TASK REQUIREMENTS: All that is wanted is a word-for-word copy of the line with "Target: muffin with blueberry pieces" and every line after it in the data below.

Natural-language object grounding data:
● ● ● ●

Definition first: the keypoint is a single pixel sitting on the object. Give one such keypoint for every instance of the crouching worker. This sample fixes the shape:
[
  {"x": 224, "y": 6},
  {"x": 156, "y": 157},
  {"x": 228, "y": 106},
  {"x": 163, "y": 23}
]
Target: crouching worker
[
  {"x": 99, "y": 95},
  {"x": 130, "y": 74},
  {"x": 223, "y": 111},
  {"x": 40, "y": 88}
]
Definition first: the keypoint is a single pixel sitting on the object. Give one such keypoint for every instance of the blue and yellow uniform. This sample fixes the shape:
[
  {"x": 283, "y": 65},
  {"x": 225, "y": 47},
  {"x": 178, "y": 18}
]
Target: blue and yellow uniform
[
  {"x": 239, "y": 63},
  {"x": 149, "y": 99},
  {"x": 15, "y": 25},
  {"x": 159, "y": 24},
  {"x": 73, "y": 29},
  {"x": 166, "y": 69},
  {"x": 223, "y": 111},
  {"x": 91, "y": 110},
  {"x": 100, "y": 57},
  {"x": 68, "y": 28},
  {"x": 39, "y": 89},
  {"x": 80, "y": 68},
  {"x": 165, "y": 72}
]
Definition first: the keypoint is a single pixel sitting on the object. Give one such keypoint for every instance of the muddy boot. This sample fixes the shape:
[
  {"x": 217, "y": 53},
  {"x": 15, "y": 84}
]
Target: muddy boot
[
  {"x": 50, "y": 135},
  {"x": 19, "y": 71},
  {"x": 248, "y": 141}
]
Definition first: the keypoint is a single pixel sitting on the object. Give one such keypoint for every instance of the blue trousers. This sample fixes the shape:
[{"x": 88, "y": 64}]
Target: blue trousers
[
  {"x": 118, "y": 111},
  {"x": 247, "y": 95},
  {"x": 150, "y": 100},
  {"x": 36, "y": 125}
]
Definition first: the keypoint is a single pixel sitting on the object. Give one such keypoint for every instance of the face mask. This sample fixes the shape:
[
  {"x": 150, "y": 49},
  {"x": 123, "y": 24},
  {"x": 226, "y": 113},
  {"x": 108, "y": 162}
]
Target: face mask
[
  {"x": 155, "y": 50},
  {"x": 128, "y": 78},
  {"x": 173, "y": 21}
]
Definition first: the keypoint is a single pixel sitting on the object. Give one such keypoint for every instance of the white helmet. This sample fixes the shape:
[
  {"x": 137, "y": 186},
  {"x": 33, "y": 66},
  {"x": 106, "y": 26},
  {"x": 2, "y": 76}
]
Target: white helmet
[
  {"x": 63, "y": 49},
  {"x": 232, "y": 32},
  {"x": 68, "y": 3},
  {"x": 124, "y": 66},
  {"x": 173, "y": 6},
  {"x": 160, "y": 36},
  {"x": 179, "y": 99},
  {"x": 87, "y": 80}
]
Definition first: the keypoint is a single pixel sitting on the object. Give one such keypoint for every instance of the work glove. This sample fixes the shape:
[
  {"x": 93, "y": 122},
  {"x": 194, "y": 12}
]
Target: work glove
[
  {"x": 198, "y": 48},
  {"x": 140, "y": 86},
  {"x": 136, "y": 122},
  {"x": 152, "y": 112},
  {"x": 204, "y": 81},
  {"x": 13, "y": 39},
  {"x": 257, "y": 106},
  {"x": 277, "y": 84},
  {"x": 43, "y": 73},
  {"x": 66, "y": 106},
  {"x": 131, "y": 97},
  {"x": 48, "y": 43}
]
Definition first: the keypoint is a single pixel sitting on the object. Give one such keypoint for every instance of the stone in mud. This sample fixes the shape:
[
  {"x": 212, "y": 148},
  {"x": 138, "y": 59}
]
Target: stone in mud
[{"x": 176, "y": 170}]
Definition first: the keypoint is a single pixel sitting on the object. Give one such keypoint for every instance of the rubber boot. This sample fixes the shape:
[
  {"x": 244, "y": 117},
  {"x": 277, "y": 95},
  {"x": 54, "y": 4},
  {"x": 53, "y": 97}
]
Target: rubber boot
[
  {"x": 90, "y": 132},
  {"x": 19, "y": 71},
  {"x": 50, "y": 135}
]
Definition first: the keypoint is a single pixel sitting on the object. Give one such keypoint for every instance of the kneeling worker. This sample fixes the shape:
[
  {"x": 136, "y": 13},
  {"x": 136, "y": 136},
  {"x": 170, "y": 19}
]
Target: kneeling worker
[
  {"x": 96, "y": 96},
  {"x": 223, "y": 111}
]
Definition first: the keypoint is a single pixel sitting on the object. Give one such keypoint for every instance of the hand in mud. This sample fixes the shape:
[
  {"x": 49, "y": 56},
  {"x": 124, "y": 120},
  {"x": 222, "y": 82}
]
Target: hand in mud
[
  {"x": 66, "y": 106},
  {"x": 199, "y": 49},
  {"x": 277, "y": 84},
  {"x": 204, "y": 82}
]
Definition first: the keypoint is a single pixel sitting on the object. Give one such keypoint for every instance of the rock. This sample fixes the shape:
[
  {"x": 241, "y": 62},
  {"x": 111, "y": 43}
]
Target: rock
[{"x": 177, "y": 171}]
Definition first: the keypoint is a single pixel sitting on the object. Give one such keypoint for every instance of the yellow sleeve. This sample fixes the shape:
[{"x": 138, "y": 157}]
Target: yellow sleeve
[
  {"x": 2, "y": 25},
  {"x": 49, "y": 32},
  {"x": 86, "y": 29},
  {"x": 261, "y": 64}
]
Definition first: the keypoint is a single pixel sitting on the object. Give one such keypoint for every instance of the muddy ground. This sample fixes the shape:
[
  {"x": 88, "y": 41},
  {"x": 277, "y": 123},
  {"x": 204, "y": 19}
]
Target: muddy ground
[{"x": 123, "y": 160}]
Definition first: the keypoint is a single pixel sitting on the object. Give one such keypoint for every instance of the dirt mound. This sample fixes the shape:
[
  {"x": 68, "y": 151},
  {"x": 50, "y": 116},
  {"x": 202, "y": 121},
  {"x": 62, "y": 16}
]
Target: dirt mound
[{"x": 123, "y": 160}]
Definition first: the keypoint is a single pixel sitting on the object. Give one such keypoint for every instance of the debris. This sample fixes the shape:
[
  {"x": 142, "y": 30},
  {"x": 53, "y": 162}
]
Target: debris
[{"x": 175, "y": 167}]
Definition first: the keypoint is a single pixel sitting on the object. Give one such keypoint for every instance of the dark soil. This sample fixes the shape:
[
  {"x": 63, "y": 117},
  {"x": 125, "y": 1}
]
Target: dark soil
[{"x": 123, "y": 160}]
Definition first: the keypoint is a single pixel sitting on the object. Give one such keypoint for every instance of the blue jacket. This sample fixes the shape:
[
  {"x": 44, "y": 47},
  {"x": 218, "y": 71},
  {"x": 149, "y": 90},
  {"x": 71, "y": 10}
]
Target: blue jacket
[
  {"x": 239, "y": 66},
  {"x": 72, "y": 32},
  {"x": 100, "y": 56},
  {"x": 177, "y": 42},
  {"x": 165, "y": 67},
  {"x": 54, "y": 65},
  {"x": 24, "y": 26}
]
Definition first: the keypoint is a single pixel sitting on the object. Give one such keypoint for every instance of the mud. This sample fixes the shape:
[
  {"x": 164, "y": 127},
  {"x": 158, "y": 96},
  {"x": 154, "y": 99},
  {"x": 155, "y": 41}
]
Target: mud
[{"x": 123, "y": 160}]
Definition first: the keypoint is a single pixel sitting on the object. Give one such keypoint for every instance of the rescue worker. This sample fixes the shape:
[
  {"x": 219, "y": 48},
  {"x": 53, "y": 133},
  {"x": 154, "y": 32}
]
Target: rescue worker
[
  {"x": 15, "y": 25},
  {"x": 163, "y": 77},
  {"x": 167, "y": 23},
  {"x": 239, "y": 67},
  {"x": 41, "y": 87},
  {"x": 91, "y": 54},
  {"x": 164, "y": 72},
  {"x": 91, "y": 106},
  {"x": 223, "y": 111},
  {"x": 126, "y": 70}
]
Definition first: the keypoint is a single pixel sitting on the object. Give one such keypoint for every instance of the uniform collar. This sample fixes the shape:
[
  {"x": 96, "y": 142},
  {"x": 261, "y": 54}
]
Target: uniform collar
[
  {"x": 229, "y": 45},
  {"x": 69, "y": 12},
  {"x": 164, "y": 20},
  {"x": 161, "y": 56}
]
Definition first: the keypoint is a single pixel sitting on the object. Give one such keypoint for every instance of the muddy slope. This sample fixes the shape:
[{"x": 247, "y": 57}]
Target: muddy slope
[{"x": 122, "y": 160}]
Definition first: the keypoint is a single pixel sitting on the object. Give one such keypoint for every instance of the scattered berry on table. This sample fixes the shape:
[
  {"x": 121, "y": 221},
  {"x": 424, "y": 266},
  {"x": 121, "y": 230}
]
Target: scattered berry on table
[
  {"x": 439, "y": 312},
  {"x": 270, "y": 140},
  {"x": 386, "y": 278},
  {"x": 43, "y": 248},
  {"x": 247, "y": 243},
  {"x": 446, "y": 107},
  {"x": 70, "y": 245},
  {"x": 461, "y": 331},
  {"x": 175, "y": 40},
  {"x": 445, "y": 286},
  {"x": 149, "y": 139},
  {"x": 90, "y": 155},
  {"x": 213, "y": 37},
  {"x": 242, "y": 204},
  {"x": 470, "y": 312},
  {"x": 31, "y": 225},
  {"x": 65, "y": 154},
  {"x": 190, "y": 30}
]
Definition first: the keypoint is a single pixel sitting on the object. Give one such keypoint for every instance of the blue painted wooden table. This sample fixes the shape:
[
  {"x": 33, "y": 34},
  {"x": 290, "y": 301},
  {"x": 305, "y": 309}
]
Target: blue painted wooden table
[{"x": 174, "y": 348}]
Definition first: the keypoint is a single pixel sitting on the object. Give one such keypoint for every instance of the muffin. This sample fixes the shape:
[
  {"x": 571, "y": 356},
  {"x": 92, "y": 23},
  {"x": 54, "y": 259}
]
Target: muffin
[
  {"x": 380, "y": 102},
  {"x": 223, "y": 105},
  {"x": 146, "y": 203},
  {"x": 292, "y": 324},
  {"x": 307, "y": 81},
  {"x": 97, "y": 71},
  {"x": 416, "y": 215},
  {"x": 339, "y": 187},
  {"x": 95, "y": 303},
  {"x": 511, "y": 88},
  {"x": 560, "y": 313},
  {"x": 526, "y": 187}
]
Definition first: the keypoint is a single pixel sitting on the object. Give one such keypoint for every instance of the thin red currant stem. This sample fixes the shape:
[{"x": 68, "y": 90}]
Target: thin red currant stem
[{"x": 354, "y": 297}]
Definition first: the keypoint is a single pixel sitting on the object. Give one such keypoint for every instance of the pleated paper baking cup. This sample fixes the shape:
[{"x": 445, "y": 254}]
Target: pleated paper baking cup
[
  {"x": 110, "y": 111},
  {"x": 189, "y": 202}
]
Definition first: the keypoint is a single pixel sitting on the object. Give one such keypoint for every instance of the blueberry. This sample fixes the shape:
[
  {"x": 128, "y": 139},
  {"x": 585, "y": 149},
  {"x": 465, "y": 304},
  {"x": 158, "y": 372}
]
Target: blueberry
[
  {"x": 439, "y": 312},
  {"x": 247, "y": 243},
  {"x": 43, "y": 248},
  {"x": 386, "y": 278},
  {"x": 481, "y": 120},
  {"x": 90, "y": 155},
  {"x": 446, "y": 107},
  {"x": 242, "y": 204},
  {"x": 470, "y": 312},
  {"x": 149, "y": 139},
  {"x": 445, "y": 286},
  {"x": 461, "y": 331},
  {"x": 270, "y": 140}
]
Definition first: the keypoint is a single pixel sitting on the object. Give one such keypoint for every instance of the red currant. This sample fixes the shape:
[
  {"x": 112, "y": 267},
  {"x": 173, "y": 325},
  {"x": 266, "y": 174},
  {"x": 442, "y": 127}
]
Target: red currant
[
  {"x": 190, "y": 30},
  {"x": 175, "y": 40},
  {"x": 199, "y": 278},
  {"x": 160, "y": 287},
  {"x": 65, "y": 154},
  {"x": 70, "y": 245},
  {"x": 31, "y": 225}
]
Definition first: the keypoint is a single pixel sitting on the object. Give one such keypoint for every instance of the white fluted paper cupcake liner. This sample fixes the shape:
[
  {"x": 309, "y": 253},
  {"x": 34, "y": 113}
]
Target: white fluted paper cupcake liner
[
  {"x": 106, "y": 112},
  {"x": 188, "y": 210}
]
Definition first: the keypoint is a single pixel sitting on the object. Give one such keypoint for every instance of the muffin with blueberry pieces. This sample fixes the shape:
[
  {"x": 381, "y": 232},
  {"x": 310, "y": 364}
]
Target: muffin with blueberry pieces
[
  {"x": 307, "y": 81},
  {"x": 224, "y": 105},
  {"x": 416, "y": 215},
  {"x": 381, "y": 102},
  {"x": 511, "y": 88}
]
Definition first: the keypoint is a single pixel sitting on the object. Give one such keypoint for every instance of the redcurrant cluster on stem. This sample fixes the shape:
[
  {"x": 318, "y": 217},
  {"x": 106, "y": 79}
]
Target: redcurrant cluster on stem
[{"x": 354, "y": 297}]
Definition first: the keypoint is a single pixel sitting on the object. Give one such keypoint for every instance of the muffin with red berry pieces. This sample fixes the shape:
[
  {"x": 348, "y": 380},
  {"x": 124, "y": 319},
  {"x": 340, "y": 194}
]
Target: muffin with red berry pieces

● ● ● ●

TASK OUTPUT:
Target: muffin with blueberry pieces
[
  {"x": 307, "y": 81},
  {"x": 224, "y": 105},
  {"x": 416, "y": 215},
  {"x": 381, "y": 102},
  {"x": 511, "y": 88}
]
Definition first: the keypoint is a single pixel sitting on the object. Give one such keypoint for every instance of the redcurrant cluster on stem. This sample fixes the shape:
[
  {"x": 318, "y": 217},
  {"x": 106, "y": 79}
]
Target: redcurrant cluster on stem
[{"x": 354, "y": 297}]
Definition first: the keypoint is a single pixel sitting on the object. Give one such keypoint for every instance of the muffin with red berry pieces. This sample fixes the shape:
[
  {"x": 348, "y": 380},
  {"x": 124, "y": 319},
  {"x": 340, "y": 194}
]
Target: muffin with red berry pieces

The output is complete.